Child Vaccine Exemptions: States Getting Stricter?
Study finds bills to expand parental opt-outs are failing, while others to limit them have passed
Vaccine fears were set off in 1998, when a small study linked the measles-mumps-rubella vaccine to autism. That research was later found to be fraudulent, but some parents' worries over vaccine safety persist.
Despite that, lawmakers seem to be trying to rein in personal belief exemptions, Offit said.
That's at least partly in response to concerns about disease outbreaks. In 2010, for example, California had an outbreak of whooping cough that sickened more than 9,000 people and killed 10 infants -- most of whom were too young to be vaccinated.
In a recent study of that outbreak, researchers at Johns Hopkins University found that whooping cough cases tended to concentrate in areas of the state with the highest rates of personal belief exemptions.
For the new study, Omer's team looked at a legislative database maintained by the advocacy group Immunization Action Coalition.
The researchers found that between 2009 and 2012, 18 states introduced at least one bill on vaccine exemptions. Most of the bills -- 31 in all -- were aimed at launching or expanding personal belief exemptions. None of them passed.

> DATA SUPPLIED:
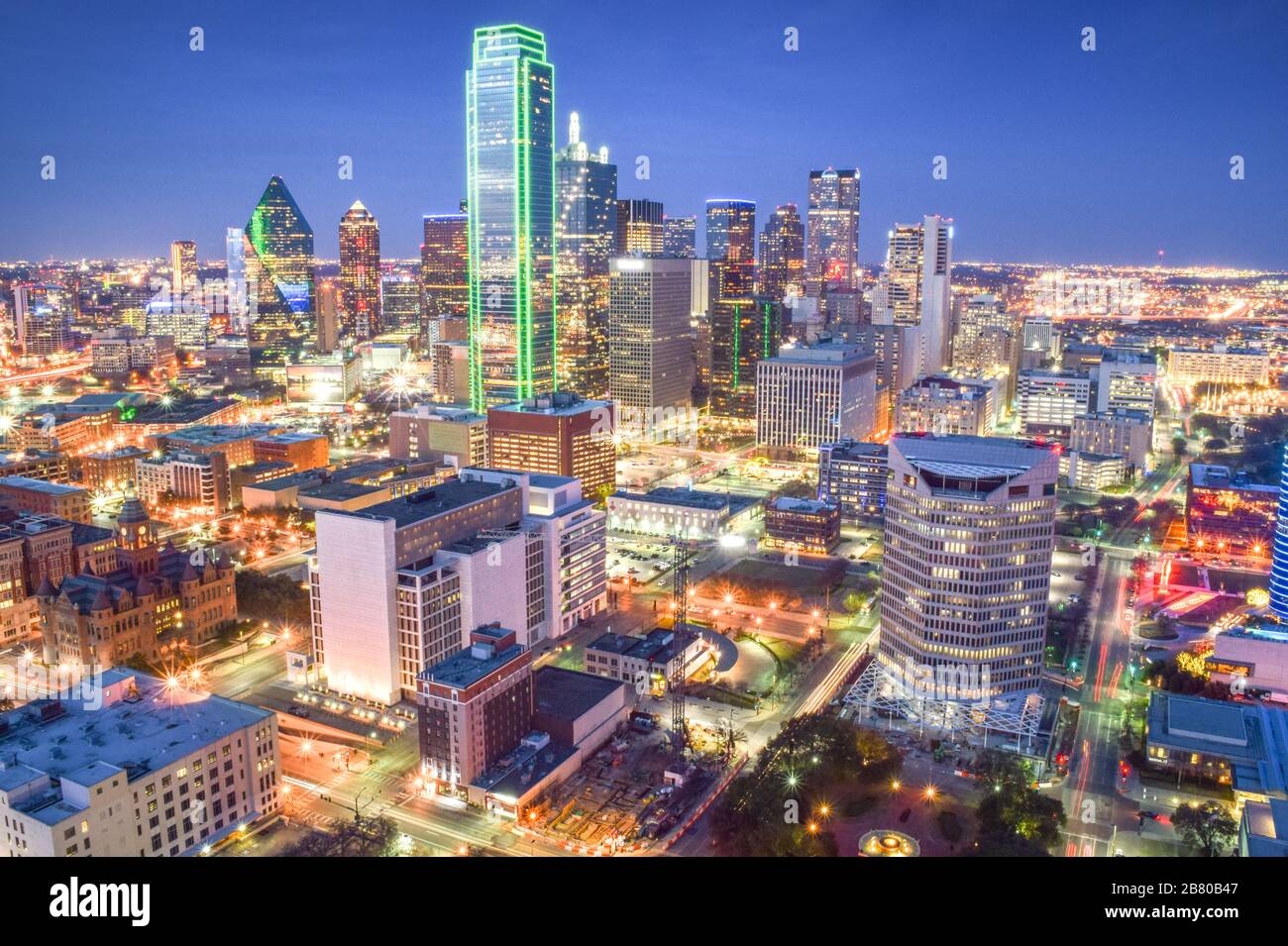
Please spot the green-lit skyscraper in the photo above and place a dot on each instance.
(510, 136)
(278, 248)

---

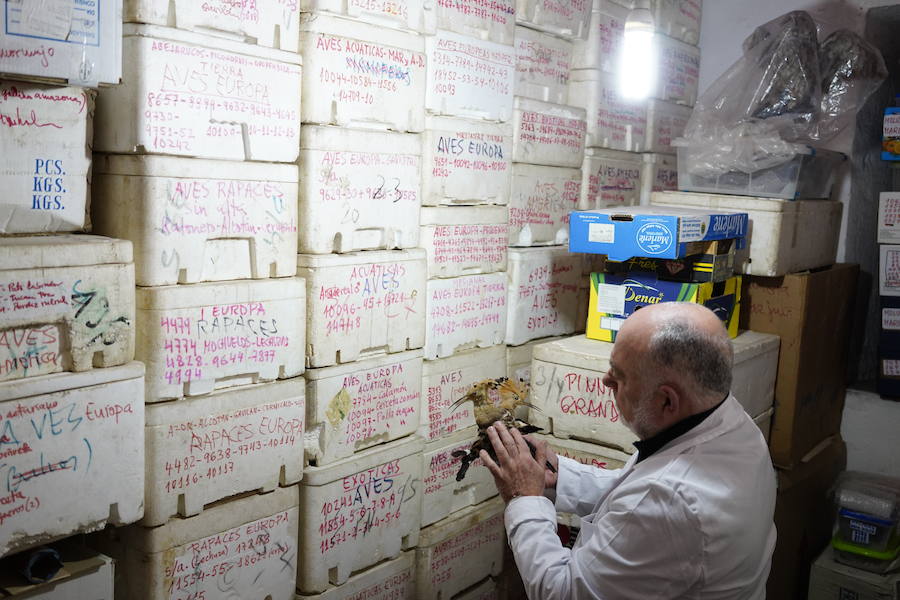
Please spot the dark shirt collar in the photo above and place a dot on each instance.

...

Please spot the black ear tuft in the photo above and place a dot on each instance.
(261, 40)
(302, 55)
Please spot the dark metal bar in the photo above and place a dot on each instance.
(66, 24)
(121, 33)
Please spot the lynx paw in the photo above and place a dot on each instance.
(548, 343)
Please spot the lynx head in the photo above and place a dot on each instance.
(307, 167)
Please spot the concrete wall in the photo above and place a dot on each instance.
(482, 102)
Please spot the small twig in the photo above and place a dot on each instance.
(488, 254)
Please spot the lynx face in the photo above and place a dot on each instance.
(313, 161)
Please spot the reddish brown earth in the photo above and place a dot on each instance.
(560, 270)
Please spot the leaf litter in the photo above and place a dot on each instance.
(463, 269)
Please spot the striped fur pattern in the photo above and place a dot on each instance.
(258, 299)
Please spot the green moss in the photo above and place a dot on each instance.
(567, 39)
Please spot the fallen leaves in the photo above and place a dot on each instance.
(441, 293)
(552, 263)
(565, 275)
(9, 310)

> THINGS TO DO:
**1.** In the vaccine exemptions article, how many people were sickened by California's 2010 whooping cough outbreak?
**2.** Resume the vaccine exemptions article, picking up right after its final sentence.
The lines above have no connection to the vaccine exemptions article.

> OUTPUTS BY TASK:
**1.** More than 9,000 people.

**2.**
There were only five bills intended to restrict the exemptions, but three of them were signed into law.
Omer and his colleagues emphasized that success rate. "All of the legislative efforts to expand exemptions failed," they said. "However, the majority of bills to restrict exemptions passed."
Offit agreed. "If three out of five passed, that's pretty good," he said.
And although there were many more bills trying to expand personal belief exemptions, Offit said he saw that as "a last flicker, because they all failed."
"Previous studies have shown that high vaccine refusal rates tend to increase the risk of vaccine-preventable disease in the whole community -- including for those who are vaccinated," Omer said. "So it is in everyone's interest to ensure that their community has high vaccination rates."